*** INPUT

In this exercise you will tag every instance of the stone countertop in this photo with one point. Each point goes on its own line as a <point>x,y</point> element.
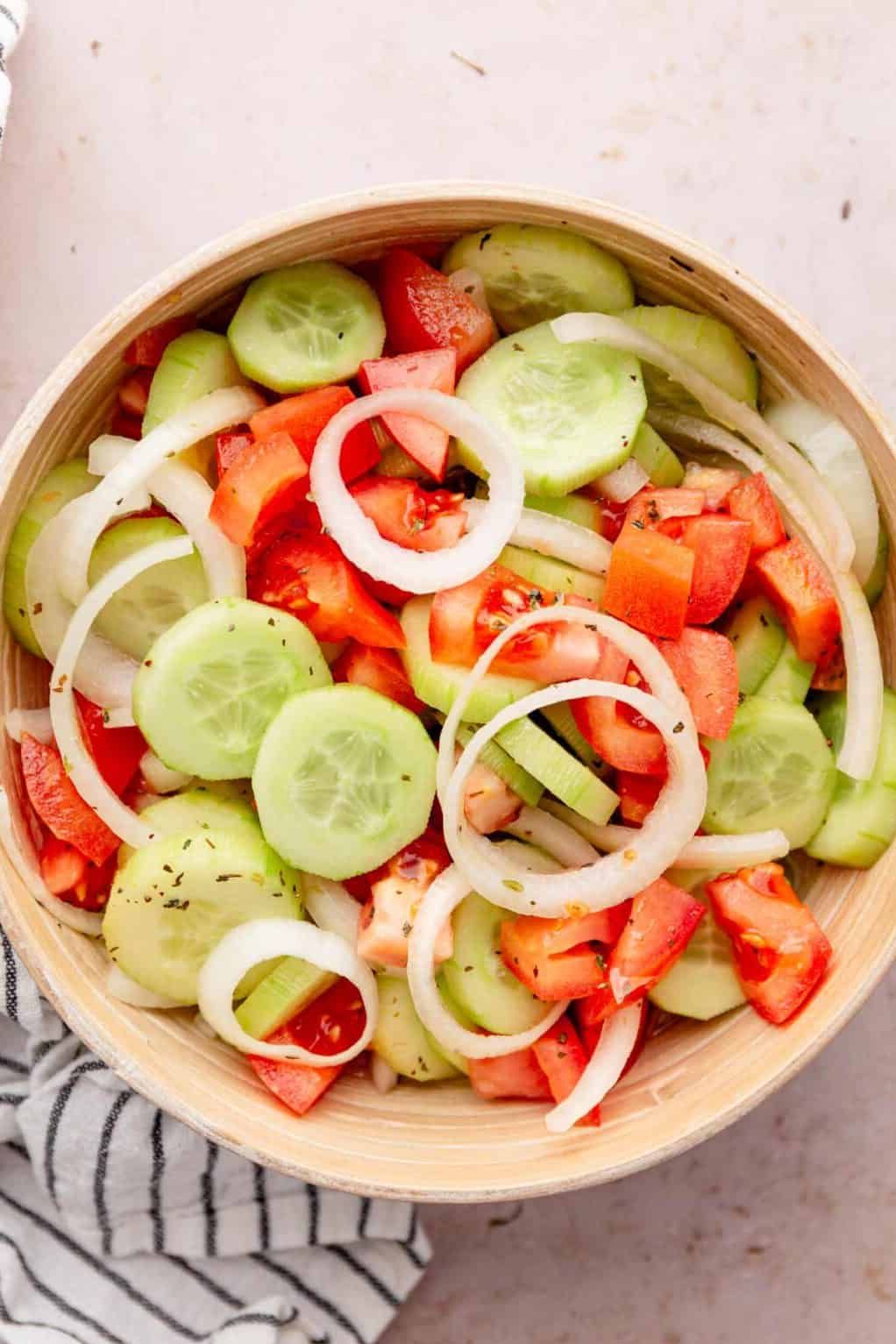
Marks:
<point>766,132</point>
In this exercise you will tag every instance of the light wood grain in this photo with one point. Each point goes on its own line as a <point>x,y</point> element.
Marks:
<point>441,1142</point>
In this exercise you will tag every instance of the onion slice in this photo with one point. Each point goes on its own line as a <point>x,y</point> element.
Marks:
<point>63,711</point>
<point>618,335</point>
<point>603,1070</point>
<point>203,416</point>
<point>257,940</point>
<point>554,537</point>
<point>442,898</point>
<point>419,572</point>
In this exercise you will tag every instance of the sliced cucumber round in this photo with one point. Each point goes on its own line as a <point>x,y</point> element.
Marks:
<point>211,685</point>
<point>861,821</point>
<point>60,487</point>
<point>437,685</point>
<point>345,779</point>
<point>571,411</point>
<point>307,325</point>
<point>534,273</point>
<point>703,342</point>
<point>774,769</point>
<point>176,898</point>
<point>151,604</point>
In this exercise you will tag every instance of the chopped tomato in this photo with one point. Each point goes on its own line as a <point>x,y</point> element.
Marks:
<point>433,368</point>
<point>406,514</point>
<point>722,549</point>
<point>555,958</point>
<point>424,312</point>
<point>795,582</point>
<point>660,928</point>
<point>751,501</point>
<point>117,751</point>
<point>265,480</point>
<point>380,670</point>
<point>780,955</point>
<point>305,416</point>
<point>649,581</point>
<point>309,577</point>
<point>58,802</point>
<point>148,348</point>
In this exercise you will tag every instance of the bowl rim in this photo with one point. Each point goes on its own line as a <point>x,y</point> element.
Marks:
<point>14,451</point>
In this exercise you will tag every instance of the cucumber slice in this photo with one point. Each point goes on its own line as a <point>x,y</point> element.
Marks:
<point>703,342</point>
<point>654,456</point>
<point>60,487</point>
<point>215,680</point>
<point>437,683</point>
<point>552,574</point>
<point>345,779</point>
<point>534,273</point>
<point>176,898</point>
<point>759,638</point>
<point>402,1039</point>
<point>774,769</point>
<point>307,325</point>
<point>507,769</point>
<point>572,410</point>
<point>559,771</point>
<point>861,821</point>
<point>789,679</point>
<point>151,604</point>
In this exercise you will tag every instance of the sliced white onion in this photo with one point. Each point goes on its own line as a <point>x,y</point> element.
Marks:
<point>63,711</point>
<point>625,483</point>
<point>258,940</point>
<point>837,457</point>
<point>123,986</point>
<point>203,416</point>
<point>618,335</point>
<point>554,537</point>
<point>603,1070</point>
<point>726,854</point>
<point>861,651</point>
<point>82,921</point>
<point>34,722</point>
<point>356,534</point>
<point>437,907</point>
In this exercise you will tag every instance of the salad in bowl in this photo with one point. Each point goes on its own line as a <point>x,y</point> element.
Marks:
<point>454,665</point>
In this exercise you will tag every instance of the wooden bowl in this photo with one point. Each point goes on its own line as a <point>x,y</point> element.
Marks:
<point>441,1142</point>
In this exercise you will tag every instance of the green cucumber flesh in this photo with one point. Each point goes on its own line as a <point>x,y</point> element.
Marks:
<point>307,325</point>
<point>211,685</point>
<point>534,273</point>
<point>559,771</point>
<point>774,769</point>
<point>438,683</point>
<point>151,604</point>
<point>571,410</point>
<point>60,487</point>
<point>176,898</point>
<point>861,821</point>
<point>706,343</point>
<point>345,779</point>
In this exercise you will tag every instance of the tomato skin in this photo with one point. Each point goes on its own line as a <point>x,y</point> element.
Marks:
<point>423,310</point>
<point>780,953</point>
<point>58,802</point>
<point>309,577</point>
<point>428,444</point>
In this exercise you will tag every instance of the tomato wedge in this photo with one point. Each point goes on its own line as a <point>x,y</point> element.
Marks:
<point>403,512</point>
<point>423,310</point>
<point>434,368</point>
<point>309,577</point>
<point>780,955</point>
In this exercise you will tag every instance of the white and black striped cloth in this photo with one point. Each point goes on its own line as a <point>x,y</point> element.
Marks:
<point>120,1226</point>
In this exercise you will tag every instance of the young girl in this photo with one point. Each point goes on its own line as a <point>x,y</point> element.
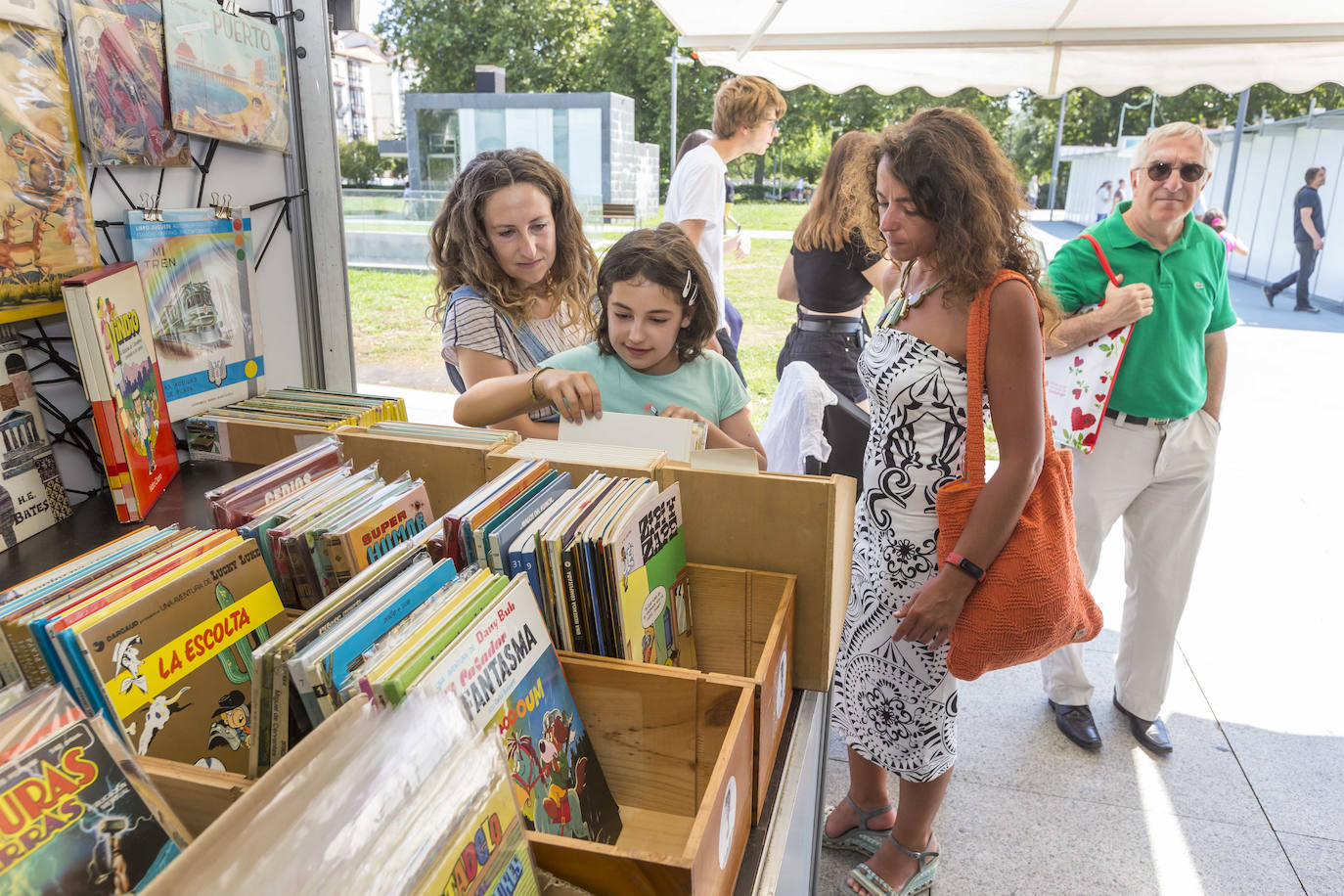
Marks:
<point>657,313</point>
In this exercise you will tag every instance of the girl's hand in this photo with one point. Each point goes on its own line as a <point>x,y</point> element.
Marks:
<point>683,413</point>
<point>573,392</point>
<point>933,608</point>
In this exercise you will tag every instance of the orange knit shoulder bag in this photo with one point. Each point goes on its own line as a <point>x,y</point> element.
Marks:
<point>1032,598</point>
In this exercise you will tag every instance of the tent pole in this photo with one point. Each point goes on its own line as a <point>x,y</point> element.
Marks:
<point>1236,150</point>
<point>1059,140</point>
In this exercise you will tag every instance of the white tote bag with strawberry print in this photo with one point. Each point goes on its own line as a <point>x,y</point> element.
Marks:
<point>1078,383</point>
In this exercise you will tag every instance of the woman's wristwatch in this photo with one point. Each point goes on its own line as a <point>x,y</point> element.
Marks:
<point>965,565</point>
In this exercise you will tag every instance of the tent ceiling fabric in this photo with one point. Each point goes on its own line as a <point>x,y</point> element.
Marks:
<point>998,47</point>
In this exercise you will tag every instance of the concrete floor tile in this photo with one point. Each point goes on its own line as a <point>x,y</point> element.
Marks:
<point>1319,863</point>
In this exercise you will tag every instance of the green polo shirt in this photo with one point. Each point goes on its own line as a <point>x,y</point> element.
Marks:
<point>1163,374</point>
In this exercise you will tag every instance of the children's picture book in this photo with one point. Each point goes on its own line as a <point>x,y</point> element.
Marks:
<point>32,496</point>
<point>39,14</point>
<point>226,74</point>
<point>203,309</point>
<point>79,817</point>
<point>111,319</point>
<point>121,85</point>
<point>172,664</point>
<point>507,673</point>
<point>46,225</point>
<point>653,585</point>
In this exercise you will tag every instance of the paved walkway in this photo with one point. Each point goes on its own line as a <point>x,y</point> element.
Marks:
<point>1251,801</point>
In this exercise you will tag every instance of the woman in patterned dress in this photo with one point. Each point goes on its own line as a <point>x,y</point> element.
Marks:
<point>949,208</point>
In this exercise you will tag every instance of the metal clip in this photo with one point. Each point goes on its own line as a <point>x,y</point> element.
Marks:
<point>221,203</point>
<point>150,204</point>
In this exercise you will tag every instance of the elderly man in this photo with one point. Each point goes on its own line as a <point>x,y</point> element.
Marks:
<point>1153,461</point>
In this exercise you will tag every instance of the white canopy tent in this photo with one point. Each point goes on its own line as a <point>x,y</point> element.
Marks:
<point>1050,46</point>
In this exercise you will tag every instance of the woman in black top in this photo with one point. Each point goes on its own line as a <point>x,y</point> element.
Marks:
<point>830,270</point>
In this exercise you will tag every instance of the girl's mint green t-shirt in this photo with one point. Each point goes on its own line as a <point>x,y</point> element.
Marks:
<point>706,384</point>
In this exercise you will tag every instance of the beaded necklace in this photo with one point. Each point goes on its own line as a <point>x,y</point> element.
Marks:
<point>899,306</point>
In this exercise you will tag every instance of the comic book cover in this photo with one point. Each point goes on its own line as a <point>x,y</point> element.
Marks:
<point>226,74</point>
<point>74,821</point>
<point>39,14</point>
<point>112,306</point>
<point>653,585</point>
<point>46,225</point>
<point>31,493</point>
<point>203,310</point>
<point>510,679</point>
<point>173,665</point>
<point>122,89</point>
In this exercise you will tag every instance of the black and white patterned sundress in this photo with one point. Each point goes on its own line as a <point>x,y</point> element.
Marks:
<point>895,702</point>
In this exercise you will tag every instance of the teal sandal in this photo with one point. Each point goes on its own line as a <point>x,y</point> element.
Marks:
<point>861,838</point>
<point>919,882</point>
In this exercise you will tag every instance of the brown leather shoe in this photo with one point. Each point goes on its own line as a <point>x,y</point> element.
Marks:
<point>1077,724</point>
<point>1149,734</point>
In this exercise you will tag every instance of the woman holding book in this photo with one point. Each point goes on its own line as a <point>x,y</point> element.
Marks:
<point>949,209</point>
<point>830,270</point>
<point>515,273</point>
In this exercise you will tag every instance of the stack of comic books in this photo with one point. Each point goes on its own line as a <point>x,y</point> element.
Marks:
<point>79,814</point>
<point>606,559</point>
<point>157,633</point>
<point>118,364</point>
<point>31,493</point>
<point>410,801</point>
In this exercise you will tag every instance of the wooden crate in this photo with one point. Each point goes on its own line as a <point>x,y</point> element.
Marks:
<point>500,461</point>
<point>450,471</point>
<point>779,522</point>
<point>743,630</point>
<point>676,751</point>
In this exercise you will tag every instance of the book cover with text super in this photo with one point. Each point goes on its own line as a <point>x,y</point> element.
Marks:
<point>203,306</point>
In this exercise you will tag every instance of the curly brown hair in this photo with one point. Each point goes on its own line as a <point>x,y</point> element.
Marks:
<point>845,184</point>
<point>661,255</point>
<point>463,255</point>
<point>960,179</point>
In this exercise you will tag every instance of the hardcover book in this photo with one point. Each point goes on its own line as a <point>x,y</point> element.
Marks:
<point>172,664</point>
<point>46,225</point>
<point>109,316</point>
<point>31,493</point>
<point>506,670</point>
<point>203,310</point>
<point>122,89</point>
<point>226,74</point>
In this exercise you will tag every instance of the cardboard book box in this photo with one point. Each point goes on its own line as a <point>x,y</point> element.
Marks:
<point>743,630</point>
<point>676,752</point>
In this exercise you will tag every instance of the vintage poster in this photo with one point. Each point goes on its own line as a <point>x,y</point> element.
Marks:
<point>46,226</point>
<point>121,83</point>
<point>226,74</point>
<point>198,281</point>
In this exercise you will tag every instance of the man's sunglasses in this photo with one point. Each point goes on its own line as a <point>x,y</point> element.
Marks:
<point>1189,171</point>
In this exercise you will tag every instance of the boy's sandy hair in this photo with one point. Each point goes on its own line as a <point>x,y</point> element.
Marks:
<point>744,103</point>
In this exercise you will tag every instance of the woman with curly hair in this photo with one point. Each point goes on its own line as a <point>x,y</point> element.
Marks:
<point>515,273</point>
<point>951,214</point>
<point>830,270</point>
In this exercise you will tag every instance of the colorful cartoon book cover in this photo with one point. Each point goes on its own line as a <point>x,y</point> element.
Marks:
<point>113,302</point>
<point>74,823</point>
<point>226,74</point>
<point>506,670</point>
<point>653,585</point>
<point>46,225</point>
<point>173,665</point>
<point>31,493</point>
<point>203,310</point>
<point>122,89</point>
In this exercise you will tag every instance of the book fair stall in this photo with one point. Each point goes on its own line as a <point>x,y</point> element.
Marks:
<point>258,630</point>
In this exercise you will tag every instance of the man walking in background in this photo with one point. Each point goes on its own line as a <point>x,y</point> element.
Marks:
<point>746,119</point>
<point>1309,237</point>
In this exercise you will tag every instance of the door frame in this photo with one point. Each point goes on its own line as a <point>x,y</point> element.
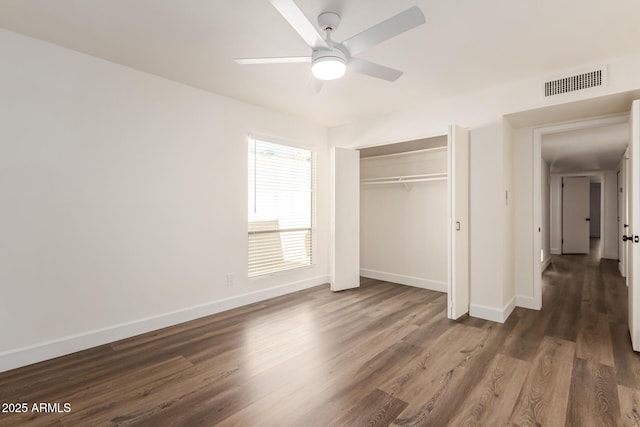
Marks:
<point>601,178</point>
<point>538,134</point>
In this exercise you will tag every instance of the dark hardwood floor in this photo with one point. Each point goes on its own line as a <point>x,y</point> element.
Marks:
<point>381,355</point>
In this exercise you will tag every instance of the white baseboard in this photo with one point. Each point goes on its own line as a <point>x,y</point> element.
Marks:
<point>418,282</point>
<point>527,302</point>
<point>16,358</point>
<point>492,313</point>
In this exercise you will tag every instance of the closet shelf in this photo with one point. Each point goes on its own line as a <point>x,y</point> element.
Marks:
<point>405,179</point>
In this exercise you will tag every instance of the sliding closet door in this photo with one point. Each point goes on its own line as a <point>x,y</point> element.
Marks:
<point>345,219</point>
<point>458,280</point>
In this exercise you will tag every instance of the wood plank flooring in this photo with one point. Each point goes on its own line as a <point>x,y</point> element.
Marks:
<point>381,355</point>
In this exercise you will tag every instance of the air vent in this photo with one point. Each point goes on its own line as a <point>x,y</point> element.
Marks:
<point>576,82</point>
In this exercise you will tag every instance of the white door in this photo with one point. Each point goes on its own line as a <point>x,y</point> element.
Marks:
<point>575,215</point>
<point>633,245</point>
<point>345,219</point>
<point>622,216</point>
<point>458,280</point>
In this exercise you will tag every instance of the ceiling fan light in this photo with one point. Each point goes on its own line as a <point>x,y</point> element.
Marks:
<point>328,68</point>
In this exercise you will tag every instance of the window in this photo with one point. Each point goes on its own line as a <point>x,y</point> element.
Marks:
<point>280,207</point>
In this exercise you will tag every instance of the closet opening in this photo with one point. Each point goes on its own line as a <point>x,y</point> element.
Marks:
<point>404,213</point>
<point>400,213</point>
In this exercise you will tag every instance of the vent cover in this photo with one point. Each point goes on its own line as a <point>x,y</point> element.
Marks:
<point>581,81</point>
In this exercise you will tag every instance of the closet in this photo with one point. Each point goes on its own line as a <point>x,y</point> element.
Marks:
<point>400,213</point>
<point>403,213</point>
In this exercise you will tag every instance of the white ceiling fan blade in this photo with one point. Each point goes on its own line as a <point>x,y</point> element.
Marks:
<point>374,70</point>
<point>280,60</point>
<point>398,24</point>
<point>294,16</point>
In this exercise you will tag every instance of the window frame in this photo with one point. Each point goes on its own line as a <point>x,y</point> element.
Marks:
<point>278,141</point>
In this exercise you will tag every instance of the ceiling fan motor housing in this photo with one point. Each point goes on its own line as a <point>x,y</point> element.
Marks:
<point>328,21</point>
<point>328,64</point>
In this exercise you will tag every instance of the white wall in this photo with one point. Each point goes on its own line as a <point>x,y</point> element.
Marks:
<point>555,207</point>
<point>594,210</point>
<point>403,231</point>
<point>523,210</point>
<point>124,201</point>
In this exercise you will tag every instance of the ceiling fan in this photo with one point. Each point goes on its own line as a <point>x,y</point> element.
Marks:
<point>329,59</point>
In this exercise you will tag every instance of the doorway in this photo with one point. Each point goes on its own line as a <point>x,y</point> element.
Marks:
<point>555,144</point>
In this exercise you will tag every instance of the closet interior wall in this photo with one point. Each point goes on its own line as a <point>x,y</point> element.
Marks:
<point>403,216</point>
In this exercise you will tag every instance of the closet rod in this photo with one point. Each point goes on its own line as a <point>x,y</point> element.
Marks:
<point>405,177</point>
<point>404,153</point>
<point>404,181</point>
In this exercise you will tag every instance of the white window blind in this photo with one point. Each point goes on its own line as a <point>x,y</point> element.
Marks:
<point>280,207</point>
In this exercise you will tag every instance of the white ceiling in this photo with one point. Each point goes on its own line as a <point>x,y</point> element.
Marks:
<point>592,149</point>
<point>465,45</point>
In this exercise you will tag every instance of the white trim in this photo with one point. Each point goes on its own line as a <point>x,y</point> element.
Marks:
<point>418,282</point>
<point>492,313</point>
<point>526,302</point>
<point>48,350</point>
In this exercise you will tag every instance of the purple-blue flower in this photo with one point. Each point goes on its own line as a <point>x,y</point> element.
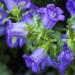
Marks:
<point>16,34</point>
<point>25,4</point>
<point>3,15</point>
<point>50,15</point>
<point>27,17</point>
<point>47,63</point>
<point>10,4</point>
<point>35,59</point>
<point>70,5</point>
<point>2,30</point>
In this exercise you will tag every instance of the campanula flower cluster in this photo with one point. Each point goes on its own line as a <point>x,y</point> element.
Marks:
<point>35,28</point>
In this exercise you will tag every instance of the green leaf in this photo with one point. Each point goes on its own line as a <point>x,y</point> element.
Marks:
<point>15,14</point>
<point>71,45</point>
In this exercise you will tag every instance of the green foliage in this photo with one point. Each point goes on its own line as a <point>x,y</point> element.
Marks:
<point>15,14</point>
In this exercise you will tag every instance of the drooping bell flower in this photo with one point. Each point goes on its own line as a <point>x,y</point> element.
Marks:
<point>16,34</point>
<point>70,5</point>
<point>3,15</point>
<point>64,37</point>
<point>25,4</point>
<point>47,63</point>
<point>64,59</point>
<point>27,17</point>
<point>2,30</point>
<point>35,59</point>
<point>50,15</point>
<point>10,4</point>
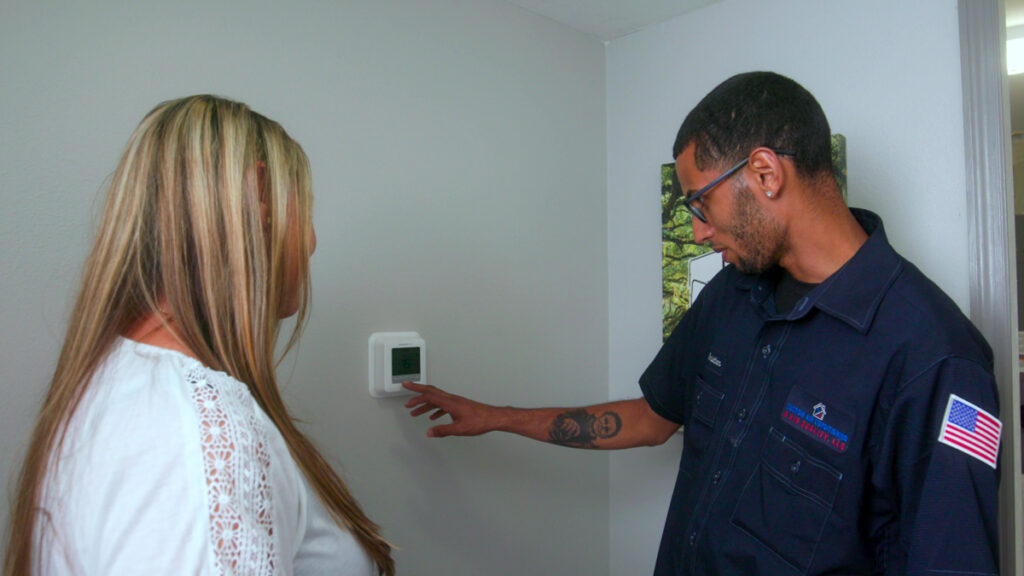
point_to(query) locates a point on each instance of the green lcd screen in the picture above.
(404, 362)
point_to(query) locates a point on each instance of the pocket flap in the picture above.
(707, 403)
(802, 471)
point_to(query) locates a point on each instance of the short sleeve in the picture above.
(946, 489)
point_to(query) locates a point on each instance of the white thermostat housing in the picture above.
(396, 358)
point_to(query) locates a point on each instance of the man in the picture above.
(839, 410)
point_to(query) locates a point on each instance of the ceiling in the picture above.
(607, 19)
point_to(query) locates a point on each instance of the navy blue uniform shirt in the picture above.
(811, 439)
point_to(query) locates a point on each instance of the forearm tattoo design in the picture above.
(581, 428)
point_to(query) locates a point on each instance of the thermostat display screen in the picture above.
(404, 362)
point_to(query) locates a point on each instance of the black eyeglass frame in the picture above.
(688, 201)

******

*SHORT TASK*. Convert the listing, from its first line up to and including the line with "<point>419,572</point>", into a JSON list of strings with one string per line, leaving out blank lines and the pictures.

*TASK RESULT*.
[
  "In this exercise you will tag every instance of the stone countertop in this photo with one point. Each point goes on its own line as a <point>x,y</point> element.",
  "Marks:",
  "<point>766,132</point>",
  "In this exercise you will tag every instance of the light wood grain in this photo with one point. Each point goes on its own line as a <point>x,y</point> element.",
  "Marks:",
  "<point>441,1142</point>",
  "In this exercise you will tag every instance of the onion slice in this photo with one point. Each point goes on its own line as a <point>x,y</point> element.",
  "Marks:",
  "<point>63,711</point>",
  "<point>618,335</point>",
  "<point>603,1070</point>",
  "<point>203,416</point>",
  "<point>257,940</point>",
  "<point>554,537</point>",
  "<point>442,898</point>",
  "<point>419,572</point>"
]